## Exercise instructions
Write out, word for word, only the lines from the one containing "Give the outline of every instance of the curled" through the final line of the data.

-- BEGIN Record excerpts --

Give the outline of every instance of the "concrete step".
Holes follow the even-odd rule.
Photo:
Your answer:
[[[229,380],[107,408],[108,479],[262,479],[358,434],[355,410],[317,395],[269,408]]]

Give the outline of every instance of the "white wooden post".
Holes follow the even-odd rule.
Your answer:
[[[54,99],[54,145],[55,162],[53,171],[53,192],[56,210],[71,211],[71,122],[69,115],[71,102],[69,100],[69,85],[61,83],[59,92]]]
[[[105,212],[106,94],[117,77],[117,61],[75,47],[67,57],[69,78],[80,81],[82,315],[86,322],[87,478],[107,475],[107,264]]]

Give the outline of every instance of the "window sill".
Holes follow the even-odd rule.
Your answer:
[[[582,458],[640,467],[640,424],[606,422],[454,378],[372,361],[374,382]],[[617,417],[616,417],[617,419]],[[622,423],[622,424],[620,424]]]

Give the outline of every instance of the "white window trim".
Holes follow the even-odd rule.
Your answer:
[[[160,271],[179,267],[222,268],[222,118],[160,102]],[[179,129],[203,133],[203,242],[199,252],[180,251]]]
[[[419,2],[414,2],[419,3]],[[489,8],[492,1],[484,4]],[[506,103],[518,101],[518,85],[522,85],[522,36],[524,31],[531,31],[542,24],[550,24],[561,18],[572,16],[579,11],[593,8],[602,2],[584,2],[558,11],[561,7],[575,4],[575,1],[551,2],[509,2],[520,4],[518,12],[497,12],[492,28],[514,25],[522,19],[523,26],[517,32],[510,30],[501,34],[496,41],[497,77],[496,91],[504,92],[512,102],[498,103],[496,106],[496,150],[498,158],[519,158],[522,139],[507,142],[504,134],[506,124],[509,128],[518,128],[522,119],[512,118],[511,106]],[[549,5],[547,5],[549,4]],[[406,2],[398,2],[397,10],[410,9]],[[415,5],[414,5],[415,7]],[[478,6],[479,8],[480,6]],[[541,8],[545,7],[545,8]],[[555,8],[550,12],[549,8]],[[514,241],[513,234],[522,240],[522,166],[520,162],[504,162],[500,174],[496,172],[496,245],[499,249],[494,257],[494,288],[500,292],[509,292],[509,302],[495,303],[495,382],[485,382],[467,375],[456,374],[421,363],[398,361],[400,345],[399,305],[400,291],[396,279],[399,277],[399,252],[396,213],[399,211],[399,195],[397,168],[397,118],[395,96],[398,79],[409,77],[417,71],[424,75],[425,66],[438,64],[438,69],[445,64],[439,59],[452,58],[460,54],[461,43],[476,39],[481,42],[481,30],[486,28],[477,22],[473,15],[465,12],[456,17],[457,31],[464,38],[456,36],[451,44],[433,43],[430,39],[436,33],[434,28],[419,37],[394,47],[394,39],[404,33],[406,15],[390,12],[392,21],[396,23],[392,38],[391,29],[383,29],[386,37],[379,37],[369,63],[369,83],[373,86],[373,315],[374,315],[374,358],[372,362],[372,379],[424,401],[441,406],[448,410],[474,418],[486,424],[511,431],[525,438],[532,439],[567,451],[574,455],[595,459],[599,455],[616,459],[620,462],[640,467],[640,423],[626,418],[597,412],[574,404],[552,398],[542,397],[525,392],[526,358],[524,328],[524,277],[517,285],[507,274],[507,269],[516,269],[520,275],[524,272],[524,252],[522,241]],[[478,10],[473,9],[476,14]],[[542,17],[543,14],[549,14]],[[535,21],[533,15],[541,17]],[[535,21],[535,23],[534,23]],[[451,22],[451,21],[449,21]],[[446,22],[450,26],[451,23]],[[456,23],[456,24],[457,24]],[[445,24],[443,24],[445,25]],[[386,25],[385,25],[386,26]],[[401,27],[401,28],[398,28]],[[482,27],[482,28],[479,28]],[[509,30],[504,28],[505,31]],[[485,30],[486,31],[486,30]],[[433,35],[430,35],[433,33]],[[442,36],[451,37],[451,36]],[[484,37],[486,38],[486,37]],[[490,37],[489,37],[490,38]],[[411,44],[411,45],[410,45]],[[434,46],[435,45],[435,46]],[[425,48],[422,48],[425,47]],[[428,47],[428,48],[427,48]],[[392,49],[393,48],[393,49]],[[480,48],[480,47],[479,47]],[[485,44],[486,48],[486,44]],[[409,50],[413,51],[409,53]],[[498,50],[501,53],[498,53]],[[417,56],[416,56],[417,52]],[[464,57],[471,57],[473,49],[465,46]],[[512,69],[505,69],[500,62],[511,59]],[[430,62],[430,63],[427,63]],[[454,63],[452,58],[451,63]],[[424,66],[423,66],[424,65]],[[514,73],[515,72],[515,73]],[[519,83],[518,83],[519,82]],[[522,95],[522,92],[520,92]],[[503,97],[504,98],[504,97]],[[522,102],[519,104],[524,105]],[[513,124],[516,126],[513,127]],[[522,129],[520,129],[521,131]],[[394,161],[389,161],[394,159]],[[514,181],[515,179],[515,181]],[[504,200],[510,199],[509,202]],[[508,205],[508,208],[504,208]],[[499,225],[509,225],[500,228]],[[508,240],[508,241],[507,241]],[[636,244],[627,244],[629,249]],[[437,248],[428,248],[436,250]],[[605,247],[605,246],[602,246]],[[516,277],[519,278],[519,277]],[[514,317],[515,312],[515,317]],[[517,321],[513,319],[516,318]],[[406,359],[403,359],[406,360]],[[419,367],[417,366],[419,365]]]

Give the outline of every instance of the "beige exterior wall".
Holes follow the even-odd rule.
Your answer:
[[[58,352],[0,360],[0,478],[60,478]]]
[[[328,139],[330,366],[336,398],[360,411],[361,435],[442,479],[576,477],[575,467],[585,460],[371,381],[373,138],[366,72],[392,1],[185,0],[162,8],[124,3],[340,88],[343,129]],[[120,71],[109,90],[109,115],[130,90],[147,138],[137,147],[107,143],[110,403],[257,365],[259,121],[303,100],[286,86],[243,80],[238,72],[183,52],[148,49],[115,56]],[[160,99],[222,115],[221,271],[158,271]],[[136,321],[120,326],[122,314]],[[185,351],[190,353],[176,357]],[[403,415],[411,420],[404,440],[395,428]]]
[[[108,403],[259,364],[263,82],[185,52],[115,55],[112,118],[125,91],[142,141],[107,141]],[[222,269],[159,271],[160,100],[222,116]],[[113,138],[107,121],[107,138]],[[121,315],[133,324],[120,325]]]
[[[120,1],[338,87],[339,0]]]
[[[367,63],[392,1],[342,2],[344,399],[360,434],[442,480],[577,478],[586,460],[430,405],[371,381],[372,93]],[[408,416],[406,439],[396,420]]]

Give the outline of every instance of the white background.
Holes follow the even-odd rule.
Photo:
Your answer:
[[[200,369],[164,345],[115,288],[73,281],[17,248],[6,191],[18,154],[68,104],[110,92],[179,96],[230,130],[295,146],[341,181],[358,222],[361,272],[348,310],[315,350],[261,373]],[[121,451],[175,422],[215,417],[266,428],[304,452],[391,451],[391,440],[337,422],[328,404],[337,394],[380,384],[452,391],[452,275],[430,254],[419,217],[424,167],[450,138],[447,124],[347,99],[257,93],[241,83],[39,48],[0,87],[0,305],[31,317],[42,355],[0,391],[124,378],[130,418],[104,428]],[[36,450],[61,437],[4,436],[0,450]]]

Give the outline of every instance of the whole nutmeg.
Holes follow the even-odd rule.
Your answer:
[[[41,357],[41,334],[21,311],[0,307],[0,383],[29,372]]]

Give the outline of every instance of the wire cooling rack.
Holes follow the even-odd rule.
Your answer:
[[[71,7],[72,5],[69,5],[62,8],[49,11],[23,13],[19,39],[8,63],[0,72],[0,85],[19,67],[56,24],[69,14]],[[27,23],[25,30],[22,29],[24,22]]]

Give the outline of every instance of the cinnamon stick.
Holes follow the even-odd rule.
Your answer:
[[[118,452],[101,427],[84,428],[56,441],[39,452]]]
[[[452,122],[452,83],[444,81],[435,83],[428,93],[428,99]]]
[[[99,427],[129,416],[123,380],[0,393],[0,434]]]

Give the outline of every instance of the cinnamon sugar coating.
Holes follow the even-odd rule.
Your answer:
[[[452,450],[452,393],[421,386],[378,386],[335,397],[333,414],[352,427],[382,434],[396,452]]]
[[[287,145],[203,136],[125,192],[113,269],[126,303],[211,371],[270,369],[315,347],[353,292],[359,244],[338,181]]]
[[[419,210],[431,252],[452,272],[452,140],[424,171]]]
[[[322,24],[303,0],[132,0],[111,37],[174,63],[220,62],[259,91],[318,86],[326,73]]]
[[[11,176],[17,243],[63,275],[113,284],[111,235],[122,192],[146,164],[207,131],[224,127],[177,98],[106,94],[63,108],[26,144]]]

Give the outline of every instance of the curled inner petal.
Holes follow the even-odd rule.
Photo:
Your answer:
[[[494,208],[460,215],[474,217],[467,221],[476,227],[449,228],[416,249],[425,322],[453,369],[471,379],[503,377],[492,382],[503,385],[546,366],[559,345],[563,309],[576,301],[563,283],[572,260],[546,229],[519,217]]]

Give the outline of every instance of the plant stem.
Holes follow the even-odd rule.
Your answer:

-- END Record excerpts --

## Problem solution
Give the outline of every instance of the curled inner petal.
Holes follow the even-odd rule.
Photo:
Your answer:
[[[494,208],[460,215],[474,217],[467,221],[476,227],[449,228],[416,249],[425,322],[453,369],[471,379],[503,377],[492,382],[503,385],[546,366],[559,345],[563,309],[576,301],[563,283],[572,260],[546,229],[519,217]]]

Give the outline of every instance of the plant stem.
Holes follow the even-odd rule.
Your answer:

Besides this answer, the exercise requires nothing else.